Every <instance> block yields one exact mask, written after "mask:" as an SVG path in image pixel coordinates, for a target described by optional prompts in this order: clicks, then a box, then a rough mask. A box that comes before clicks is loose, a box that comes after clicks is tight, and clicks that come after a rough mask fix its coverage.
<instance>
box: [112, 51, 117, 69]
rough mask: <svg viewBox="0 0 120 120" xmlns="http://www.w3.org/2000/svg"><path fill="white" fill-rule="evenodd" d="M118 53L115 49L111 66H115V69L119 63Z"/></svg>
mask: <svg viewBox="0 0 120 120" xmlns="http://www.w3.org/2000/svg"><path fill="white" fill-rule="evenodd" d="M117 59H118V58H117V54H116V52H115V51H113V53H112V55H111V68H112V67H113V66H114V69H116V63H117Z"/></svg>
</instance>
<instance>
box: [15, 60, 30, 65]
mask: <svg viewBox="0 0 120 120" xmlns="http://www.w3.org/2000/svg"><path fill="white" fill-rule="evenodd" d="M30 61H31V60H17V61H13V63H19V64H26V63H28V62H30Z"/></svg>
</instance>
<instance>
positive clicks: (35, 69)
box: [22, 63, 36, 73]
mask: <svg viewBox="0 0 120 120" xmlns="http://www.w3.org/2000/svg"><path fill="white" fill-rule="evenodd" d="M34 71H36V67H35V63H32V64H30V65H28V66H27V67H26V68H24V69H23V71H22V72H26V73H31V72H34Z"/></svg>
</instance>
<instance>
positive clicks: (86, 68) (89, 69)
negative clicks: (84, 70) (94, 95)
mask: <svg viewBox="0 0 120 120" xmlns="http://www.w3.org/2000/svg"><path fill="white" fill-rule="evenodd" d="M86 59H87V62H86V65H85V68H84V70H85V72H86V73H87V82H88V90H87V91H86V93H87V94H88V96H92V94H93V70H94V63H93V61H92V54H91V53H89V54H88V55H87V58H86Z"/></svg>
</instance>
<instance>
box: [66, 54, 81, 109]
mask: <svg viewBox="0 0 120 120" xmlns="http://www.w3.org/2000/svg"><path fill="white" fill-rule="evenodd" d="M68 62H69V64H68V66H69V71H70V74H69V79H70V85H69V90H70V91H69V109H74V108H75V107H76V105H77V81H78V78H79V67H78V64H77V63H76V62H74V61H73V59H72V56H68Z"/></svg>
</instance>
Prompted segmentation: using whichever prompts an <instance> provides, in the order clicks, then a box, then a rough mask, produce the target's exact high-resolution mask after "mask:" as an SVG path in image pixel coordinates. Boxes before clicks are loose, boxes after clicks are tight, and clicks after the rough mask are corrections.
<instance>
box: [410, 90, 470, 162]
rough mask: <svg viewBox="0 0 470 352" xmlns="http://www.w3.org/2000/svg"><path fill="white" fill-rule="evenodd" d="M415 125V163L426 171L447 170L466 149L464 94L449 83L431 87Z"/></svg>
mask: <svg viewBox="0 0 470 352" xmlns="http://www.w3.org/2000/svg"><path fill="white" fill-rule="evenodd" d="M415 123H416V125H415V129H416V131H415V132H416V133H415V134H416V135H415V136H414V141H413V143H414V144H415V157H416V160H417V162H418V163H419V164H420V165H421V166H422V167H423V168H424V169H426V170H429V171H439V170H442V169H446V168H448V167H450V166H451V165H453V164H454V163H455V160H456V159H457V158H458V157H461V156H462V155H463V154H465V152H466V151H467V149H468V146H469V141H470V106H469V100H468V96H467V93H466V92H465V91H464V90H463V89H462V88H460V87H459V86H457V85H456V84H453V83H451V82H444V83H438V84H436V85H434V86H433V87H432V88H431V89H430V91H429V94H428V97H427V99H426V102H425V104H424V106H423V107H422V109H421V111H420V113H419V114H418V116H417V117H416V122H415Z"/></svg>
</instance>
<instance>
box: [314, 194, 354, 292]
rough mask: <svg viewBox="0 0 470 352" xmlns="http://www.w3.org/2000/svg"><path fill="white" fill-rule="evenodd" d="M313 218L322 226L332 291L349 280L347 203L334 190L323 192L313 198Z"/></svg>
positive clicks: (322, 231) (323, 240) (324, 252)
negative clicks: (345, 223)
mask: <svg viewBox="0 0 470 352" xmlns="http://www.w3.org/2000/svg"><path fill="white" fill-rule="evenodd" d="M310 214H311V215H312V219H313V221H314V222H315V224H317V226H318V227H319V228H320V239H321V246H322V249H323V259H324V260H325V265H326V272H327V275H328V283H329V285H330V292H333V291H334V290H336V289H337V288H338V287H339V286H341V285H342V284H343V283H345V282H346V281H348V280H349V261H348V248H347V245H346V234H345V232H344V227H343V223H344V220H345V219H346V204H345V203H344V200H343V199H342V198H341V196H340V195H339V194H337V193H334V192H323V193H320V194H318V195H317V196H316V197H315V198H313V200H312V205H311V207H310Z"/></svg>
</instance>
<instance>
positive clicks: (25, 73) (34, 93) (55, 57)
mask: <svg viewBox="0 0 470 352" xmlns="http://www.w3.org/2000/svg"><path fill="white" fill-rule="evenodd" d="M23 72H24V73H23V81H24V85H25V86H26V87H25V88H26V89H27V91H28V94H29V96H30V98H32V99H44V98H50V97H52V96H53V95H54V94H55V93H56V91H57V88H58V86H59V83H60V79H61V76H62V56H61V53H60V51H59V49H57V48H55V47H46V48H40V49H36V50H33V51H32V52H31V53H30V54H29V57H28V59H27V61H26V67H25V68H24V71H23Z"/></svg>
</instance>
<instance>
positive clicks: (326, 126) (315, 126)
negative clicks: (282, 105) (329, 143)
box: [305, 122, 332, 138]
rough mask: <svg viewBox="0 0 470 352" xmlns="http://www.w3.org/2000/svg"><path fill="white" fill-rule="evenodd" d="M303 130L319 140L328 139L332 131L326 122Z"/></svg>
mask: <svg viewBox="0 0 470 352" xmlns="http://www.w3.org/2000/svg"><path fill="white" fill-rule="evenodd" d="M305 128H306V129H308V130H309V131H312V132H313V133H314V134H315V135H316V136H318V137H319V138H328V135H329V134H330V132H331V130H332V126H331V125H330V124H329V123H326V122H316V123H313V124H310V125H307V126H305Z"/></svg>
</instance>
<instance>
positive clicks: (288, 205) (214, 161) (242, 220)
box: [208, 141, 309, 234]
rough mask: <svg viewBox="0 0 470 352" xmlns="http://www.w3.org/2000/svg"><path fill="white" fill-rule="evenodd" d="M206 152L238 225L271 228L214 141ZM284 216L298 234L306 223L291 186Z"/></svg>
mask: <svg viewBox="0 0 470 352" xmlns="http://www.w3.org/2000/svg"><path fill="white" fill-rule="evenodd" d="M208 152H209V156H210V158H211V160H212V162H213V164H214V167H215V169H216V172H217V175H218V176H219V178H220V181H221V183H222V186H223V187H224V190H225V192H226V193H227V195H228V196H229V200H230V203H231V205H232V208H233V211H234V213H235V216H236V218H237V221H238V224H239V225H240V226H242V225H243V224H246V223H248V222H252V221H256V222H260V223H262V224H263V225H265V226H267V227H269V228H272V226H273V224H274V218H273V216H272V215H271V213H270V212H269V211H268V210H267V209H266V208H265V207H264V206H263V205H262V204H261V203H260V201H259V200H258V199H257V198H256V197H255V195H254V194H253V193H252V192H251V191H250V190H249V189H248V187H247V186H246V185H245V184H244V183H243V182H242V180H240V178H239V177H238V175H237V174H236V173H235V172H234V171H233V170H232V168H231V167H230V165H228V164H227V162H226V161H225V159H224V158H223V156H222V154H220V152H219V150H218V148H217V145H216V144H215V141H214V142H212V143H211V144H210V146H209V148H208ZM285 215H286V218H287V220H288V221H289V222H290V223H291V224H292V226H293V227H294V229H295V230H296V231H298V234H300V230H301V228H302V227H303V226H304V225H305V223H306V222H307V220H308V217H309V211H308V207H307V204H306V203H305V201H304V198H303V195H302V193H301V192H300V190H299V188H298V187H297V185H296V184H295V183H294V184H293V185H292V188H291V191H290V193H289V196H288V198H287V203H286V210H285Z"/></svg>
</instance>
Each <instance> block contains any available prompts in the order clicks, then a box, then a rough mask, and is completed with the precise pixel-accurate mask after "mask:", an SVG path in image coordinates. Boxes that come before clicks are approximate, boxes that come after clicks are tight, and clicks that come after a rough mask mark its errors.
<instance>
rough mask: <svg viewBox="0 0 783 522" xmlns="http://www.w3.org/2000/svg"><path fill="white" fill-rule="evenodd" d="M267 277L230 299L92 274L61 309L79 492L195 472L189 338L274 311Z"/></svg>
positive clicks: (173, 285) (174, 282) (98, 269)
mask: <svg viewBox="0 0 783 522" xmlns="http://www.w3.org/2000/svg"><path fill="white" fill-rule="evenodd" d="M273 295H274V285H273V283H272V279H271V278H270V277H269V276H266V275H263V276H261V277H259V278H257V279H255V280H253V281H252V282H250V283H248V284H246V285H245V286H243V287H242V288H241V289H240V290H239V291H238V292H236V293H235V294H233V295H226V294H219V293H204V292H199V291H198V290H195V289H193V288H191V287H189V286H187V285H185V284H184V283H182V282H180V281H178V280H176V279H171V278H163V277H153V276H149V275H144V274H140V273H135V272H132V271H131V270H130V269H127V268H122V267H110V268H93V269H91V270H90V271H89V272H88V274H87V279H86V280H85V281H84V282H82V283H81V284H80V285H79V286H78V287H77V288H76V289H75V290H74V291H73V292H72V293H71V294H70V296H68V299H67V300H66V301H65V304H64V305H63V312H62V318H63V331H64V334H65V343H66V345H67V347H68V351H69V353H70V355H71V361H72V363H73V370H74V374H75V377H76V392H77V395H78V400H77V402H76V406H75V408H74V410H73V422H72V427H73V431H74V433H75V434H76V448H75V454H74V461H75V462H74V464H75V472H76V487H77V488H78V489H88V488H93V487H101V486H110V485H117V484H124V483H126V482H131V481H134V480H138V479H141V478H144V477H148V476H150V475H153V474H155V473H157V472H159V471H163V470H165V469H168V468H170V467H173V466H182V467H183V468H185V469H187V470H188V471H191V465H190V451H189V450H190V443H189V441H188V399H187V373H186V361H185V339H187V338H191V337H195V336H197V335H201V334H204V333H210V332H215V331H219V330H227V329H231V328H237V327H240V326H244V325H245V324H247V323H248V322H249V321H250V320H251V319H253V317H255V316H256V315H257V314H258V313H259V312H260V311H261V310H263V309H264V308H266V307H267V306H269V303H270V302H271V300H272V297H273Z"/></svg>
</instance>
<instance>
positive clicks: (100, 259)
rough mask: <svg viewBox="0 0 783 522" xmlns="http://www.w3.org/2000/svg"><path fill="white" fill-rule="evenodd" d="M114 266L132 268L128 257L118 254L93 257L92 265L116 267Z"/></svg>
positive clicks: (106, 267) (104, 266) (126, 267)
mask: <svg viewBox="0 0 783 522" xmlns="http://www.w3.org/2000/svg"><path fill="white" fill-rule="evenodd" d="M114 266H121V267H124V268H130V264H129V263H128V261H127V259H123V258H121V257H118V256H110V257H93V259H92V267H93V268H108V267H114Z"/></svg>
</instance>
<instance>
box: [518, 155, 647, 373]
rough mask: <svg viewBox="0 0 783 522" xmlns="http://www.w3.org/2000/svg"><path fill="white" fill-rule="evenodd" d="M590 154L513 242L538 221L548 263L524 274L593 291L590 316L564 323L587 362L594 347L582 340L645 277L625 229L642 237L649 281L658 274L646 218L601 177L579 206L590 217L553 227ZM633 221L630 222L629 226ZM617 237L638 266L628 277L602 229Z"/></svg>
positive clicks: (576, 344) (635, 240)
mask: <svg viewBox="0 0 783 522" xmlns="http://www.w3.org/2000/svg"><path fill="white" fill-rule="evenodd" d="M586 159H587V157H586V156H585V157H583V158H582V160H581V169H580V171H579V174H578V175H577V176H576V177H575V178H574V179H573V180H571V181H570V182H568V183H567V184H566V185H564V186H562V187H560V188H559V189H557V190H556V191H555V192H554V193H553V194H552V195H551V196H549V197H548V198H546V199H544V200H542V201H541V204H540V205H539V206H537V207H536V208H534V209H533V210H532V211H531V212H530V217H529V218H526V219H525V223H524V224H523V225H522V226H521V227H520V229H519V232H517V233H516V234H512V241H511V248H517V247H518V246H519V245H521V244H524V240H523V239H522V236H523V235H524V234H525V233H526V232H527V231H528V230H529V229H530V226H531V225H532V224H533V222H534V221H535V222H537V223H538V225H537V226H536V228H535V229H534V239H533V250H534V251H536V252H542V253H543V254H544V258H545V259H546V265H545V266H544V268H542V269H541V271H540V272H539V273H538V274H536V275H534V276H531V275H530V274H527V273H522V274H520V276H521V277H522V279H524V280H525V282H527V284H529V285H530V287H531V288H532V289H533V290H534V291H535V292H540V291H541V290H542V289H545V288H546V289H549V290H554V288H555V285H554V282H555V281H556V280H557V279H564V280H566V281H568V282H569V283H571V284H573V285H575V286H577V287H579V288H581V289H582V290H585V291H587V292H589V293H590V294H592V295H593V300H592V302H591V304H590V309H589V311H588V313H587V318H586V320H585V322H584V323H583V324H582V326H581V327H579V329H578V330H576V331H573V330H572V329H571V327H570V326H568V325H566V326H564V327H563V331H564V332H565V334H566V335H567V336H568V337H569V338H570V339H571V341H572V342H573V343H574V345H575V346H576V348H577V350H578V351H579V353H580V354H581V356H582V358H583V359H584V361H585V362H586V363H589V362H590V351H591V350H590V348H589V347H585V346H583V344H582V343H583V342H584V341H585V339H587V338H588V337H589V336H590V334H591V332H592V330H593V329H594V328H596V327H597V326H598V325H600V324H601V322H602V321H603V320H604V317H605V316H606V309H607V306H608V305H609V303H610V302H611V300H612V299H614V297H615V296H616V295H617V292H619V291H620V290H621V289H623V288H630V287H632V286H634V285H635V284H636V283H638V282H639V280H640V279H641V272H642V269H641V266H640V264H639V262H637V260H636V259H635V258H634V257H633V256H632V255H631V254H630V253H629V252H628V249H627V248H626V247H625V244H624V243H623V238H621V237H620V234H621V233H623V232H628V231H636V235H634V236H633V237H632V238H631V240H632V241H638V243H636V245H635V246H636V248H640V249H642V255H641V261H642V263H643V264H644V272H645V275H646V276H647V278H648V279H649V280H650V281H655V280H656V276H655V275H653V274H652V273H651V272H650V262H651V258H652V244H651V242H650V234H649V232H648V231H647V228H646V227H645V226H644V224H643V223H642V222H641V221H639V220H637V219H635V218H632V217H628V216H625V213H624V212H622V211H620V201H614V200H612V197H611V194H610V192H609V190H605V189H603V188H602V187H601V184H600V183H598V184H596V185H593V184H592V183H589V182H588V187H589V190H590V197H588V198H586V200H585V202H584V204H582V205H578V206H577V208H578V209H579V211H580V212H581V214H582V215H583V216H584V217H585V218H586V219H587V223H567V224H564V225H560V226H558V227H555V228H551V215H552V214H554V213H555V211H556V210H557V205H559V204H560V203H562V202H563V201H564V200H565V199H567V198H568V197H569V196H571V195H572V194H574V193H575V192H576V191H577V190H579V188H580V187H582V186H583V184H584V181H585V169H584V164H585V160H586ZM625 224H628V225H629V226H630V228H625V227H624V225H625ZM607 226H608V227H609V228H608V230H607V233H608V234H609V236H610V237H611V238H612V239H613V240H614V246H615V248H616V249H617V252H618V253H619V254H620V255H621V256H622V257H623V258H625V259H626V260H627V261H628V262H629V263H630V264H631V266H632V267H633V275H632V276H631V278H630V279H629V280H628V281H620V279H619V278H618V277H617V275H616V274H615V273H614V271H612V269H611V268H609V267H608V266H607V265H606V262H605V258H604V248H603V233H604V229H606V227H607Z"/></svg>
══════════════════════════════
From the records above, pull out every line containing the word "before".

Every <instance> block yields one exact mask, written after "mask:" as an SVG path in image pixel coordinates, for a target described by optional prompts in this order: clicks, then a box, then a rough mask. A box that comes before clicks is loose, a box that comes after clicks is tight, and clicks that come after a rough mask fix its coverage.
Prompted segmentation: using whichever prompts an <instance> provides, in the order clicks, then a box, then a rough mask, produce the target's exact high-resolution mask after "mask:" as an SVG path in image pixel coordinates. Boxes before clicks are loose, boxes after clicks are tight, and clicks after the rough mask are corrections.
Each <instance> block contains any available prompts in the order clicks, then a box, then a rough mask, and is completed with the precise pixel-accurate mask after "mask:", an SVG path in image coordinates. Boxes that come before clicks are approximate, boxes that come after clicks are tight, and clicks that come after a rough mask mark its errors.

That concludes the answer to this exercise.